* _Information shown_
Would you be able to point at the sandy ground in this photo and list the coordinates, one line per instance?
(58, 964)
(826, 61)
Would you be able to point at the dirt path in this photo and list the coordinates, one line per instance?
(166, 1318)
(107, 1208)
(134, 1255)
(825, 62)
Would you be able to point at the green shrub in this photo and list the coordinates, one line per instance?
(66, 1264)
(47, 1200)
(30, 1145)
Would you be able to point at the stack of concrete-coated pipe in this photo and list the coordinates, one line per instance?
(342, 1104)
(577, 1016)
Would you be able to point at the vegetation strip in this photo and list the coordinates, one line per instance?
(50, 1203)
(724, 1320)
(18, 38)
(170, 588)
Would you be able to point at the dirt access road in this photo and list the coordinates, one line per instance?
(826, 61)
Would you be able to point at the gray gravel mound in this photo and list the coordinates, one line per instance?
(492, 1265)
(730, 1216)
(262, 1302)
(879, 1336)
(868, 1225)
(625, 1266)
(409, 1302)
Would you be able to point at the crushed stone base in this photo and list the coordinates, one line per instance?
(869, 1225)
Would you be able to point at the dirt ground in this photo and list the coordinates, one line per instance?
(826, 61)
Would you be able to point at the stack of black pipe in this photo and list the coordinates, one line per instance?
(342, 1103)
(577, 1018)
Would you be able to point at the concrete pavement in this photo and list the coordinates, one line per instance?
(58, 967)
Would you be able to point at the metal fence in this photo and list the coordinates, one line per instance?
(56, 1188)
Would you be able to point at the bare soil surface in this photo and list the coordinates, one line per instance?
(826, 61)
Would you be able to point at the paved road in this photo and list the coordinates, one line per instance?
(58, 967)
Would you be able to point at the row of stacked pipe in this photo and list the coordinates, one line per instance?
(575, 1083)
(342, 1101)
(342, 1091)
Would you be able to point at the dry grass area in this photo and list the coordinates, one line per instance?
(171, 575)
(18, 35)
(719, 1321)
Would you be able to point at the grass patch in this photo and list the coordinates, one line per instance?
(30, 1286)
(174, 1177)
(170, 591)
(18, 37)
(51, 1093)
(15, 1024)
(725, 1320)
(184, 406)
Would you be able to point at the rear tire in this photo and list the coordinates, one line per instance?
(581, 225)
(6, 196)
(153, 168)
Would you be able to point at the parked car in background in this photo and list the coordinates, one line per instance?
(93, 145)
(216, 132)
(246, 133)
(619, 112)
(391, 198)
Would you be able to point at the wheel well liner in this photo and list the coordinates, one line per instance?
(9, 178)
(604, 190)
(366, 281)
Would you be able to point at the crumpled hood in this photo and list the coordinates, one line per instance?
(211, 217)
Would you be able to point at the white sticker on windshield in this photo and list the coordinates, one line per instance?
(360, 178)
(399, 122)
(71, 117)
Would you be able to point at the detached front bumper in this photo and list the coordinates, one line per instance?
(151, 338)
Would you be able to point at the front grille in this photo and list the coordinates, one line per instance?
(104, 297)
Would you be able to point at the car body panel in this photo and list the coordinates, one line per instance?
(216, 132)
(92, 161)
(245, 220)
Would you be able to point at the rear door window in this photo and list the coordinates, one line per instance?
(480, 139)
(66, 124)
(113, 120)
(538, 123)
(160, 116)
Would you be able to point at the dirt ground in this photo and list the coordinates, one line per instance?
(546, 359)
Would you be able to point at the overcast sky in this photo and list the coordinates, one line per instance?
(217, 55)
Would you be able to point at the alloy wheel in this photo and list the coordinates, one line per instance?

* _What you are asked to do_
Output every entry shown above, exactly.

* _Worked solution_
Would you be able to point at the sandy ground in this photo and list the coordinates, one line per instance?
(58, 964)
(826, 61)
Would you be able to point at the dirt path in this photo and list the coordinates, one line per instance?
(166, 1318)
(107, 1208)
(134, 1255)
(825, 62)
Would you be able to point at the green shrub in this photo and list the coordinates, one line per instance?
(66, 1264)
(47, 1200)
(30, 1145)
Would you be able to point at the stack of concrete-coated pipe in this photo and list the coordinates, one line per instance?
(342, 1104)
(577, 1016)
Would you be able to point at the vegetation strip in this photo and list the coordinates, one line per instance?
(50, 1203)
(724, 1320)
(18, 38)
(170, 588)
Would you be able to point at the dirt access road in this photo and list the coordinates, one line per instance?
(826, 61)
Would you be able to point at the gray gravel mound in this photo and list the coordinates, one line per instance?
(492, 1265)
(730, 1216)
(262, 1302)
(879, 1336)
(868, 1225)
(625, 1266)
(409, 1302)
Would you be able to point at the crushed stone base in this photo and list the coordinates, one line per instance?
(869, 1225)
Would you be able to point at the dirt ground in this photo and list the coordinates, one line per instance?
(826, 61)
Would you be able to point at the stack of black pipe in this photo and list the coordinates, one line per instance?
(342, 1103)
(577, 1018)
Would you be able to point at the concrete pavement in this photo and list the coordinates, one line per instance?
(58, 967)
Would you be able to point at the metal fence in this photo and list the coordinates, one line per instance?
(56, 1188)
Would you be able to point at the bare soil surface in this photo and list the coordinates, one line per instance?
(826, 61)
Would you be able to point at the paved road in this photo and list the coordinates, one line per instance?
(58, 967)
Would you be able to point at the row of stacked pipe in this photo and list the coordinates, one line per instance?
(575, 1083)
(342, 1101)
(342, 1091)
Would you be able to point at the dry grass area in this photo and list the coordinates, one line per instance?
(171, 575)
(18, 35)
(719, 1321)
Would you be able to point at the grass patch in this photo and list the coordinates, one line per instance?
(30, 1286)
(174, 1177)
(170, 591)
(18, 37)
(51, 1093)
(15, 1024)
(725, 1320)
(184, 406)
Would you be able to point at the rear tire in this photo and list the coordinates, one line per instance?
(581, 225)
(6, 196)
(153, 168)
Would you be able to point at the parked car in background in this photo and list the coordinates, one line per instance?
(93, 145)
(216, 132)
(246, 133)
(619, 112)
(391, 198)
Would you be able to point at the wheel well liner in this photo and list the coordinates, one line per instance?
(9, 178)
(604, 190)
(366, 281)
Would you be able to point at the crumpled hood in this photo and list the coordinates, one line per instance?
(211, 217)
Would you be able to point at the white sticker on windshield in this photo and list the coordinates, one line per instance?
(360, 178)
(399, 122)
(71, 117)
Would you be able to point at the detached front bumper in this photo and list the coordinates, one line per instance?
(151, 338)
Would you be able to point at the front grille in this photo and list the coordinates, one line per instance?
(104, 297)
Would you be able to point at the car body panel in this photo and list the coordinates, one line per instance?
(216, 132)
(92, 161)
(245, 220)
Would you be able to point at the rear door window in this photo and list the coordinates, one line per instance?
(480, 139)
(66, 124)
(113, 120)
(538, 123)
(160, 116)
Would you be able to point at the dirt ground in this photo and list the coordinates, one line per instance?
(546, 359)
Would you be able to point at the overcast sky in this photo and list the coordinates, one line per instance?
(217, 55)
Would you be able to point at the alloy wheel in this photo and list the coordinates, one line per instance?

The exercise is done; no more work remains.